▶ [Text section]
--- start ---
If you run FileStreamSourceConnector with JsonConverter against a file with the following contents:

This is a string
Another string
A third string
The final string

The JsonConverter uses the String schema that the connector provides and constructs Kafka records with the values as:

{"schema":{"type":"string","optional":false},"payload":"This is a string"}
{"schema":{"type":"string","optional":false},"payload":"Another string"}
{"schema":{"type":"string","optional":false},"payload":"A third string"}
{"schema":{"type":"string","optional":false},"payload":"The final string"}

Although this makes it easy to pass a schema along for consumers, it means that every single record has to include the schema. The example here is simple, so the schema is small, but the more complex the schema, the bigger the overhead for each record.

A better approach is to only include a small identifier for the schema in each record and store the schemas elsewhere. This gives you the benefits of having schemas throughout your pipeline with only a negligible overhead. This is what most of the existing converter, serializer, and deserializer tools do, and they typically put the schema ID in one of two places: in a record header or at the beginning of the serialized value.

If you are building a source flow, make sure you choose a converter that will store the ID in a place that is expected by the downstream applications that will consume the record. Similarly, if you are building a sink flow, choose a converter that knows where in the record to look for the ID. It is relatively easy to build a system to store schemas that can be retrieved by your applications; otherwise, this is exactly what schema registries are built for.
--- end ---
▶ [Goal] Reproduce word for word the stretch of the Kafka schema text that starts with the words "Although this makes" and ends with "the serialized value.".

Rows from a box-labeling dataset
--- start ---
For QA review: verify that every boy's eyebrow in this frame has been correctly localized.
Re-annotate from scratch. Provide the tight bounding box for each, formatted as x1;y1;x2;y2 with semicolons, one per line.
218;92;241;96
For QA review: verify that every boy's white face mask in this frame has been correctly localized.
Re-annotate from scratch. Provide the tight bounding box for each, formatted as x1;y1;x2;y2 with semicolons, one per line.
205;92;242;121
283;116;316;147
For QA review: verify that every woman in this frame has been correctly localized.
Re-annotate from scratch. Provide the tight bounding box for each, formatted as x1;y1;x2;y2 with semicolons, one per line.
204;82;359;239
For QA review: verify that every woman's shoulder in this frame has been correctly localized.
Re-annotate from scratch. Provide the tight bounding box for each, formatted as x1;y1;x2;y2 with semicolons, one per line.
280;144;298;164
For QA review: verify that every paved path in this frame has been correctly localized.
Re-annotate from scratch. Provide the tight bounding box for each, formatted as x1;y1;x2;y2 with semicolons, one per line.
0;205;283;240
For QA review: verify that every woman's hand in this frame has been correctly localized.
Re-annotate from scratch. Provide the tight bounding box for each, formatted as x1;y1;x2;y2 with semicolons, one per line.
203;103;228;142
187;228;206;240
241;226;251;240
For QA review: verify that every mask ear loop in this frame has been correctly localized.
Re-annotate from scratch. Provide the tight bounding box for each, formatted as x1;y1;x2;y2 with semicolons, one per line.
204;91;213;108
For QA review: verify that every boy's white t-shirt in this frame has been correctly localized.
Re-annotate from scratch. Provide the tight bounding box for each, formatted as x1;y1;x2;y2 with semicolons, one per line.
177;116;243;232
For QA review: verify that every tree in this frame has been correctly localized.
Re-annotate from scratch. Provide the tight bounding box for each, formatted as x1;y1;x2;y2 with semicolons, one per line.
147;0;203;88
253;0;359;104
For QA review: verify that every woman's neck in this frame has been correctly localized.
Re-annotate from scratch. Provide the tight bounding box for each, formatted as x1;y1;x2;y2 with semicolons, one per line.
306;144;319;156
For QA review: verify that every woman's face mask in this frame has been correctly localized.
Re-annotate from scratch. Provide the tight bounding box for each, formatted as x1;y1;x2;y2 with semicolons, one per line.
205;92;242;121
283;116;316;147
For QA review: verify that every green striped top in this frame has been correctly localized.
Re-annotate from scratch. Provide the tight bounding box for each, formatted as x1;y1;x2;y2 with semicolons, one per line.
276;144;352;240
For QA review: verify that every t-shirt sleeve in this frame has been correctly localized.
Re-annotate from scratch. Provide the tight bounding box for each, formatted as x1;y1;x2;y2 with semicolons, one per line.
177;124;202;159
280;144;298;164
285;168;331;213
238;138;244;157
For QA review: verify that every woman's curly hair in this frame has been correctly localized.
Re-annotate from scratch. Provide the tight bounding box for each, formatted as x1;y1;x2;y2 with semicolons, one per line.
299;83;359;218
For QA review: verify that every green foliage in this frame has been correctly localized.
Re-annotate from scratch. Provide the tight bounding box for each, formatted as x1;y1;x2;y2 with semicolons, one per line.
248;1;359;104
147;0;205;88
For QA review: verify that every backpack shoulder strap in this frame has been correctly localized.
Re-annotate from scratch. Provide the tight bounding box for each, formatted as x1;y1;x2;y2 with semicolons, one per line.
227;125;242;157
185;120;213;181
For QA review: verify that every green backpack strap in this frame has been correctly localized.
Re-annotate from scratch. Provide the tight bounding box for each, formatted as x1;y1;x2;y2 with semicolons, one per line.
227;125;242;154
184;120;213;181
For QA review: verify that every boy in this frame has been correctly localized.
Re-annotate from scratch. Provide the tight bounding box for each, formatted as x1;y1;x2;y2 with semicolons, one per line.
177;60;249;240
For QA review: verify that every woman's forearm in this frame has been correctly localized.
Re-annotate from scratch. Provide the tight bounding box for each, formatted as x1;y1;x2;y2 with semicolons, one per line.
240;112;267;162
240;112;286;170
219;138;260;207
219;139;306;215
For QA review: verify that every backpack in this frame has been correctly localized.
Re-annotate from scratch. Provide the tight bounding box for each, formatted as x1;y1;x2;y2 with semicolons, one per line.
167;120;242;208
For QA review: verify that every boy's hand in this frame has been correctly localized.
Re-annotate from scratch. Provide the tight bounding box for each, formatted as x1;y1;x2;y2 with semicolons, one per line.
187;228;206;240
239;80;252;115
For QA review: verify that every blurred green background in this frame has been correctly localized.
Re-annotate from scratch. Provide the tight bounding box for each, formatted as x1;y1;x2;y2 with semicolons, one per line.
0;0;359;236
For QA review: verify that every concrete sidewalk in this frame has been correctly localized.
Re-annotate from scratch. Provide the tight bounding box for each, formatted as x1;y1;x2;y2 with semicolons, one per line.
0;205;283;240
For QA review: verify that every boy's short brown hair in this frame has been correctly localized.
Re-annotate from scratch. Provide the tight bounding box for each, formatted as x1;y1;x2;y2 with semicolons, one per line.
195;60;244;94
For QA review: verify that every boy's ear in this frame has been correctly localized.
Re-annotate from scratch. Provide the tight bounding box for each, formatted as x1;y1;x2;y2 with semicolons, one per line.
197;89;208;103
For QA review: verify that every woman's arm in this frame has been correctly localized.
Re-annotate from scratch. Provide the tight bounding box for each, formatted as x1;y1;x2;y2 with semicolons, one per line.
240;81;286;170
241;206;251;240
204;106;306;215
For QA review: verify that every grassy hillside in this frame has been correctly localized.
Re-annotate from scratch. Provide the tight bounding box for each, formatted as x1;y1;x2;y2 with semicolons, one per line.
--- end ---
▶ [Response]
Although this makes it easy to pass a schema along for consumers, it means that every single record has to include the schema. The example here is simple, so the schema is small, but the more complex the schema, the bigger the overhead for each record.

A better approach is to only include a small identifier for the schema in each record and store the schemas elsewhere. This gives you the benefits of having schemas throughout your pipeline with only a negligible overhead. This is what most of the existing converter, serializer, and deserializer tools do, and they typically put the schema ID in one of two places: in a record header or at the beginning of the serialized value.